*** Exercise data Section Begins ***
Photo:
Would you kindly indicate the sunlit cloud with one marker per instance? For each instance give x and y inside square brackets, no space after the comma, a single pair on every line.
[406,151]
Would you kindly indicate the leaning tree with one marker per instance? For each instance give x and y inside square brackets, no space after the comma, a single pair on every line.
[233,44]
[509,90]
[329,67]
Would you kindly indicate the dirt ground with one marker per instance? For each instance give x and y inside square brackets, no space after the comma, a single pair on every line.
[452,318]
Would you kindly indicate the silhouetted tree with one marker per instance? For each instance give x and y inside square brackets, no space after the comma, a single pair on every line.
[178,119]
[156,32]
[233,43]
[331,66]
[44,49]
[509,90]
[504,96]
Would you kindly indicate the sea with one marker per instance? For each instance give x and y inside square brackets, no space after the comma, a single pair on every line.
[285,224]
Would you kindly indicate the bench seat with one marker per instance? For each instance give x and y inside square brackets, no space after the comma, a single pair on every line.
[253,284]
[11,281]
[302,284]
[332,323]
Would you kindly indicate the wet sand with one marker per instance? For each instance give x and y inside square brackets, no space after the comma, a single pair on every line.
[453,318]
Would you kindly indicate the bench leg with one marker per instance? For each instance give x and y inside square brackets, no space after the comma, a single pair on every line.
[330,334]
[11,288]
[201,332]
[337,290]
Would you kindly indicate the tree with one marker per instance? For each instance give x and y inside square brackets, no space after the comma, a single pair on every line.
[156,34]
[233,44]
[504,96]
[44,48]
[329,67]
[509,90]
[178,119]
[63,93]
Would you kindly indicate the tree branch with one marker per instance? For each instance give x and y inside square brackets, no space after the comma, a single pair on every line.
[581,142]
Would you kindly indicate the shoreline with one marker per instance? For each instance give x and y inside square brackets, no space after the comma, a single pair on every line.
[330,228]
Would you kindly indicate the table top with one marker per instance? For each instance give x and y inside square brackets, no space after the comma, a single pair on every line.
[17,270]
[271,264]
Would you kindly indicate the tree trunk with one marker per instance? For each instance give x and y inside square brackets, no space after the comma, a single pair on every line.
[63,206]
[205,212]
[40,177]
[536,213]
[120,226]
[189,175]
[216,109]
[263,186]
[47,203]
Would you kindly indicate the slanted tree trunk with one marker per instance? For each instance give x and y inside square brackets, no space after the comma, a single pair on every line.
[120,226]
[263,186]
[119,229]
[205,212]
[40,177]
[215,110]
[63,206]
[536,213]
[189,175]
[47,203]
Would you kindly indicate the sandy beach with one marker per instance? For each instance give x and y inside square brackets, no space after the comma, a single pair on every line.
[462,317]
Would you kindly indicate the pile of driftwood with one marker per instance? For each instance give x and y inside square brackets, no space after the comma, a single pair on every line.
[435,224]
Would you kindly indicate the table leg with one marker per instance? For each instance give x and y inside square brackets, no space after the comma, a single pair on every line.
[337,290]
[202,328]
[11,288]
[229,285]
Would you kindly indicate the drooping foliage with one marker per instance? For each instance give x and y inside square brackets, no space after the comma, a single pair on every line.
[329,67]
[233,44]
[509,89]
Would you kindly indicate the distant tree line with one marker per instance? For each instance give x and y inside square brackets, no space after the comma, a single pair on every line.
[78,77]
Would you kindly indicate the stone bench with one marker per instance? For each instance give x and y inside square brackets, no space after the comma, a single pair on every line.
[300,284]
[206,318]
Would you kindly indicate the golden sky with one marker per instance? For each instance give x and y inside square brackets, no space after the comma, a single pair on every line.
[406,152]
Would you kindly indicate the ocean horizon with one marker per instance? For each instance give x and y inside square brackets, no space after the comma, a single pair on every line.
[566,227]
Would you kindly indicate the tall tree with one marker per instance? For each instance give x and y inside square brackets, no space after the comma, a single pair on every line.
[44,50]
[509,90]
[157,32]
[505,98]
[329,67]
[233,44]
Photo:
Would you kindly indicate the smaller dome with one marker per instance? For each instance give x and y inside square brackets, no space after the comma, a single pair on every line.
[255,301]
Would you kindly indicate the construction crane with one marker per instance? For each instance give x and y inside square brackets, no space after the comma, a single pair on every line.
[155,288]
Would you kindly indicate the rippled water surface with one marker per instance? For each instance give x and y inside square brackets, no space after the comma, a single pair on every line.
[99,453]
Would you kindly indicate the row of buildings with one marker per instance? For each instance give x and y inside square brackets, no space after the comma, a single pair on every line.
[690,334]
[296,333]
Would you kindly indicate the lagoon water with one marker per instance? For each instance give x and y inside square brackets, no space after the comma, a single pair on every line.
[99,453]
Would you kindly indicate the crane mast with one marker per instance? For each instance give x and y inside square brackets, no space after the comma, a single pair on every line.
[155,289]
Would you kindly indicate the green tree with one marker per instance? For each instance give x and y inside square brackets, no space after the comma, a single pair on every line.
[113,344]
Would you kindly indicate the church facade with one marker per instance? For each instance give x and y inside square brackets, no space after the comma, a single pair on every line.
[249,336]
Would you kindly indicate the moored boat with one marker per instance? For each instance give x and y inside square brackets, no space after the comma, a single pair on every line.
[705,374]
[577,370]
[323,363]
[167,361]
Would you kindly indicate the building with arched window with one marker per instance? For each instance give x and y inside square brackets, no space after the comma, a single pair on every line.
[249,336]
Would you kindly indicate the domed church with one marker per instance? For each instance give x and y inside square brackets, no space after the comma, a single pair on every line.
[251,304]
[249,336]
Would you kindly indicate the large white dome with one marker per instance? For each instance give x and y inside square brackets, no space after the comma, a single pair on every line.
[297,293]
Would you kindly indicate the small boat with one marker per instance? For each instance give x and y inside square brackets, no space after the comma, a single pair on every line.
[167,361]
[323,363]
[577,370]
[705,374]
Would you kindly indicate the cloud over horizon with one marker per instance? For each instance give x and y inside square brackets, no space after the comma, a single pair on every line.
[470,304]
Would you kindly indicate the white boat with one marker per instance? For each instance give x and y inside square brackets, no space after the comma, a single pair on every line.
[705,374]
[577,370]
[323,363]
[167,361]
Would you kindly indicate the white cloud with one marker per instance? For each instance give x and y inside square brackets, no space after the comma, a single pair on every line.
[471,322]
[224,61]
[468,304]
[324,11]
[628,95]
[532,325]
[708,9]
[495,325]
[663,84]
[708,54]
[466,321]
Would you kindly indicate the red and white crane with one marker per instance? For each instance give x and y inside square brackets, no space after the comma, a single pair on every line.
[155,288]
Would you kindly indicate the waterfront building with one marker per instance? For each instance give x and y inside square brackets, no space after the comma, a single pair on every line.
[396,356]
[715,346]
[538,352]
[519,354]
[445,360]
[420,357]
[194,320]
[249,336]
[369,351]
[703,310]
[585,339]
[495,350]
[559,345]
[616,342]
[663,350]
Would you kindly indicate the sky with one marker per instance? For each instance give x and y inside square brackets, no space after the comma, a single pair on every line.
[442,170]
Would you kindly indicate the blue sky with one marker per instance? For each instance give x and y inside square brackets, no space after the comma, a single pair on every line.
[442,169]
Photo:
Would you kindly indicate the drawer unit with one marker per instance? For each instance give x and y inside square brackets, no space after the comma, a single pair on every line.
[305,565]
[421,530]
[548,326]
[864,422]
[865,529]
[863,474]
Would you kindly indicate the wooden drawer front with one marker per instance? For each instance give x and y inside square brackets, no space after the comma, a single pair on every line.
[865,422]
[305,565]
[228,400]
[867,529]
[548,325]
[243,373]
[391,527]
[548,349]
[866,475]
*** Exercise data Section Ends ***
Try it —
Reproduce the data exactly, character for character.

Exercise solution —
Photo:
Would you kindly indicate the sunlit cloud with one marker per instance? For each instance give x and y inside square brackets, no space after the comma, a single pair on every line.
[406,151]
Would you kindly indicate the leaning tree with one marker per instance? For each instance give x and y inside square brackets, no space after the comma, a single pair on every line.
[233,44]
[509,90]
[329,67]
Would you kindly indicate the dirt ground with one marker per instance? For each instance give x and y inside square brackets, no space after the comma, a single pair on every line.
[452,318]
Would you kindly indicate the silhouetted tree with one marker per instance? For each instance give x and y inside square brackets, no space after the comma, a single pair on every line.
[178,119]
[156,32]
[233,43]
[331,66]
[44,49]
[509,90]
[504,96]
Would you kindly indicate the sea with one marker per instance? For each instance give x and y inside square brackets, no space after the comma, a single pair on every line.
[285,224]
Would you kindly indicate the bench seat with one marker per instance? For each instance give x and y inside square brackets, no space after the comma, a single pair on every line.
[253,284]
[11,281]
[302,284]
[332,323]
Would you kindly indicate the wet sand with one marker per instance? For each instance give x and y inside square brackets, no space after the comma, a single pair on every line.
[453,318]
Would you kindly indicate the bench leg with one marker per instance? For each instance give x and y inside square brackets, no space after the comma, a single pair on every line.
[330,334]
[11,288]
[201,332]
[337,290]
Would you kindly indicate the tree with one marker per instance? For each instance give x and y inside square brackets, no space after the comma, a single pair on every line.
[156,34]
[233,44]
[504,96]
[44,48]
[329,67]
[509,90]
[178,119]
[63,93]
Would you kindly indicate the tree branch with one marker per instance? For each instance give x and y inside square brackets, no space after the comma, a single pair on every line.
[581,142]
Would you kindly indicate the shoreline with one marker per instance? For each instance give x and y inside square brackets, no space after the comma, a single pair on every line.
[330,228]
Would you kindly indicate the table top with one marker per instance? For each instance give x and y inside square brackets, no space after the comma, a single pair on every line.
[17,270]
[271,264]
Would you kindly indicate the tree trunk with one marker per instance? For each instance give x and y inside square brackets, no space after the comma, a single pair on every line.
[63,206]
[205,212]
[40,177]
[536,213]
[120,226]
[189,175]
[216,109]
[263,186]
[47,203]
Would you kindly indicate the slanted tree trunk with one marker per instance? For each instance give x and y inside square brackets, no space after the comma, a single pair on every line.
[120,226]
[263,186]
[119,229]
[205,212]
[40,177]
[215,110]
[63,206]
[536,213]
[189,175]
[47,203]
Would you kindly indicate the sandy beach with one marker per instance? For each instance give x and y inside square brackets, no space after the comma, a single pair on every line.
[462,317]
Would you kindly indicate the pile of driftwood with one marker per instance? For each instance give x and y inside square brackets, no space after the comma, a single pair on every line.
[435,224]
Would you kindly indicate the table leg with one marker per instance? For each instance give x and y inside square brackets, no space after the comma, a single pair on every line.
[337,290]
[202,328]
[11,288]
[229,285]
Would you kindly indicate the drooping foliage with one marker per instance? For each instance give x and y inside square brackets, no space after the comma, a single pair on every line.
[329,67]
[233,44]
[509,89]
Would you kindly indicate the distant tree line with one marker per instance? For each instance give x and y inside square brackets, no space after the comma, a single pair on every line.
[78,77]
Would you kindly indicate the stone bench with one marker per instance? For each instance give x and y inside square brackets, no space after the comma, a single pair on every line.
[300,284]
[206,318]
Would you kindly indicate the golden sky with one marker per instance? For each instance give x and y inside square brackets, no space after the comma, a single pair on every line.
[406,152]
Would you kindly indicate the ocean horizon with one marker per instance? For each instance give x and y inside square brackets, no space after the comma, a single pair on every line.
[566,227]
Would you kindly indicate the tall tree with one marker per instance? For each instance give x and y inside square brackets, no space after the comma, a single pair on every line.
[44,50]
[509,90]
[157,32]
[505,98]
[329,67]
[233,44]
Photo:
Would you kindly indicate the smaller dome with one marker per instance? For each instance give x and y inside square brackets, no space after the comma, a single pair on every line.
[255,301]
Would you kindly indicate the construction crane with one marker per instance? For each instance give x and y inside square brackets, no space after the comma, a single pair on every line.
[155,288]
Would you kindly indicate the rippled water surface with one marker per instance? For each instance give x and y inside square brackets, no space after the comma, a single pair on every line.
[99,453]
Would you kindly indicate the row of buildings with one marker per instance? For each instance give x and y inside square brackets, no space after the comma, a single pair on every line.
[690,334]
[296,333]
Would you kindly indicate the lagoon water with one marker per instance? For each instance give x and y inside square brackets, no space after the comma, a single pair on every line.
[99,453]
Would you kindly indicate the crane mast with one marker per instance? For each instance give x and y inside square brackets, no space after the comma, a single pair on every line.
[155,289]
Would you kindly indicate the green tree with one marker per instance? For each instance give x and y inside square brackets, no space after the comma, a single pair on every line.
[113,344]
Would you kindly indicate the church facade with one marker per instance? For each instance give x and y inside square brackets, no space after the comma, a single pair on every line.
[249,336]
Would you kindly indicate the moored boat with one marker per instance? For each instance give x and y inside square brackets, no space after the comma, a single pair on every line.
[705,374]
[577,370]
[323,363]
[167,361]
Would you kindly indicate the building with arched window with one marker per instance? For each instance give x and y inside square brackets, no space after the comma, a single pair on every line.
[249,336]
Would you kindly indicate the domed church with one marker per instance? For each instance give x and y inside square brackets, no space after the comma, a single pair on every line.
[251,304]
[249,336]
Would you kindly indicate the large white dome with one marker per instance? For each instance give x and y inside square brackets, no space after the comma, a single pair on every line.
[297,293]
Would you kindly indicate the small boat with one marker per instance? For each instance give x and y inside square brackets, no space after the comma, a single pair on every line.
[167,361]
[323,363]
[577,370]
[705,374]
Would you kindly indicate the cloud over horizon with one marker per instance? For each instance give x and y inside square brackets, no space after the comma, a single pair on every line.
[470,304]
Would you kindly indicate the white boat with one marker per instance? For each instance give x and y inside square brackets, no space after the comma, a single pair on every line.
[705,374]
[577,370]
[323,363]
[167,361]
Would you kindly indicate the white cloud with one marker per instance? For each instance give x and y inside square brackets, no space after the comma, a single pair on every line.
[471,322]
[224,61]
[468,304]
[324,11]
[628,95]
[532,325]
[708,9]
[495,325]
[663,84]
[708,54]
[466,321]
Would you kindly indicate the red and white crane with one marker per instance? For each instance give x and y inside square brackets, no space after the comma, a single pair on every line.
[155,288]
Would you kindly indicate the waterfront building with one marker per instance? For each instance give x and y inside square brackets, no space after the comma, a single pair on every line.
[396,356]
[715,346]
[538,352]
[519,354]
[445,360]
[420,357]
[194,320]
[249,336]
[369,351]
[703,310]
[585,339]
[495,350]
[559,345]
[616,342]
[663,350]
Would you kindly indicate the sky with one marker per instance? For each instance give x and y inside square brackets, no space after the comma, a single pair on every line.
[442,170]
Would you kindly indicate the blue sky with one marker per instance? For each instance give x and y inside square brackets, no space after the comma, a single pair on every line.
[442,169]
Photo:
Would you kindly indicate the drawer unit with one marker per instance? For each instance give x and y inside square brackets, no space after the comma, a single pair on every line.
[305,565]
[421,530]
[548,326]
[864,422]
[865,529]
[863,474]
Would you kindly indicate the wooden drawer front with one marker per instance? For each instance give x and y inside square brackets, no space after the comma, a single pair on every line.
[865,422]
[305,565]
[228,400]
[867,529]
[548,325]
[243,373]
[391,527]
[548,349]
[866,475]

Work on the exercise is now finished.